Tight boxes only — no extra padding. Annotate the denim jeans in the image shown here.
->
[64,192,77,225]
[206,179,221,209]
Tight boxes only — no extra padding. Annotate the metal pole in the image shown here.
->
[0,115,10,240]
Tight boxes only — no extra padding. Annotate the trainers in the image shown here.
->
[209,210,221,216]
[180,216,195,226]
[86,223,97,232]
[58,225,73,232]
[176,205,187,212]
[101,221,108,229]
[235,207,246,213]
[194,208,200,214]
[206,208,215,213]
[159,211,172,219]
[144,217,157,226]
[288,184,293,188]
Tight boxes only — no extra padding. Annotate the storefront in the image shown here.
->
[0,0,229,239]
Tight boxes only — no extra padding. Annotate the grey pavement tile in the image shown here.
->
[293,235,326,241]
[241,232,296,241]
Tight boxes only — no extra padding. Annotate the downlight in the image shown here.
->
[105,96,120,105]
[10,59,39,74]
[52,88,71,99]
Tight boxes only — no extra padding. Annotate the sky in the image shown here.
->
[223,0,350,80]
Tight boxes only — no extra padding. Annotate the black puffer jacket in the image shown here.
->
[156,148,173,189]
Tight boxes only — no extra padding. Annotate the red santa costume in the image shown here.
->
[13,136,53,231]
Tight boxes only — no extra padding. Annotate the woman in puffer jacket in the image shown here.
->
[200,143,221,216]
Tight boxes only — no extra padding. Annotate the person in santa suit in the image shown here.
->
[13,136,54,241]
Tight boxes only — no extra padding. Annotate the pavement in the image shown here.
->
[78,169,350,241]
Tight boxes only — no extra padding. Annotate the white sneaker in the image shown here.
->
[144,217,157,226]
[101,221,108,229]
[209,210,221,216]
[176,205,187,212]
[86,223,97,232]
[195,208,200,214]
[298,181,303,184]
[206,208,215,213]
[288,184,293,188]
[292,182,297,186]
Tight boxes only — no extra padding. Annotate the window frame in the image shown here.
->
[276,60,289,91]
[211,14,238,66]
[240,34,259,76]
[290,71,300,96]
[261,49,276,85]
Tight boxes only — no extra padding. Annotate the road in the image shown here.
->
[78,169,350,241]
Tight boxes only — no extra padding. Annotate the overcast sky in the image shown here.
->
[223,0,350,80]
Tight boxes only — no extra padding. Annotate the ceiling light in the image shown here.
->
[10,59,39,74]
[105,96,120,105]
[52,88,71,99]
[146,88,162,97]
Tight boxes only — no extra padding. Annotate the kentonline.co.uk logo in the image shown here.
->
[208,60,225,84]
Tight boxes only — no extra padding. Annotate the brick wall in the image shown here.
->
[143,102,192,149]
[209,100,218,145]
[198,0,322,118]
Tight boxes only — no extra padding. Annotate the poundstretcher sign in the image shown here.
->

────────────────────

§ **Work item**:
In full and without alteration, write out each record.

§ **Answer**:
Tight boxes only — no extra padding. Annotate the denim jeans in the image shown here.
->
[64,192,77,225]
[206,179,221,209]
Tight boxes only — no extra padding. Annotate the metal pole in the image shown here.
->
[0,115,10,240]
Tight boxes only — no extra padding. Annotate the trainers in the image shown here.
->
[209,210,221,216]
[180,216,195,226]
[86,223,97,232]
[58,225,73,232]
[176,205,187,212]
[101,221,108,229]
[235,207,246,213]
[194,208,200,214]
[206,208,215,213]
[159,211,172,219]
[144,217,157,226]
[288,184,293,188]
Tight boxes only — no extra padding. Annotate the storefront in the image shown here.
->
[0,0,229,239]
Tight boxes only — no extra padding. Annotate the grey pavement tile in the image shown here.
->
[293,235,326,241]
[241,232,296,241]
Tight boxes only — no extra padding. Annotate the downlight in the image shown here.
->
[105,96,120,105]
[10,59,39,74]
[52,88,71,99]
Tight boxes only — no extra padding. Annotate the sky in the image shown here.
->
[223,0,350,80]
Tight boxes only — no extra padding. Annotate the black puffer jacket in the image shown here.
->
[156,148,173,189]
Tight boxes only — no extra padding. Annotate the red santa costume in the image shown here.
->
[13,136,53,231]
Tight boxes only — no extra padding. Annotate the woman in puffer jacket in the image shown here.
->
[200,143,221,216]
Tight boxes only — no extra padding. Annotate the person in santa suit in the image shown here.
->
[13,136,54,241]
Tight boxes only — no extra padding. Annotate the pavement in the image shown here.
->
[78,169,350,241]
Tight boxes only — no extra padding. Annotate the white sneaker in the image shown here.
->
[144,217,157,226]
[101,221,108,229]
[209,210,221,216]
[176,205,187,212]
[86,223,97,232]
[195,208,200,214]
[298,181,303,184]
[206,208,215,213]
[288,184,293,188]
[292,182,297,186]
Tight boxes only — no extra padding. Annotate the window frame in the image shown here.
->
[276,60,289,91]
[211,14,238,66]
[240,34,259,76]
[290,71,300,96]
[261,49,276,85]
Tight boxes only — no extra padding. Annotate the road in the image shown here.
->
[78,169,350,241]
Tight boxes only — no extra padding. Annotate the overcast sky in the image shown here.
->
[223,0,350,80]
Tight boxes only — no extra padding. Annotate the ceiling light in the image shown here.
->
[10,59,39,74]
[105,96,120,105]
[52,88,71,99]
[146,88,162,97]
Tight boxes only — no extra padding. Annotate the kentonline.co.uk logo in the image shown here.
->
[208,60,225,84]
Tight boxes only — no extra padding. Annotate the brick wall in the image shown here.
->
[143,102,192,149]
[209,100,218,145]
[198,0,322,118]
Tight boxes only — no extra padding. Annotate the poundstretcher sign in the image shown here.
->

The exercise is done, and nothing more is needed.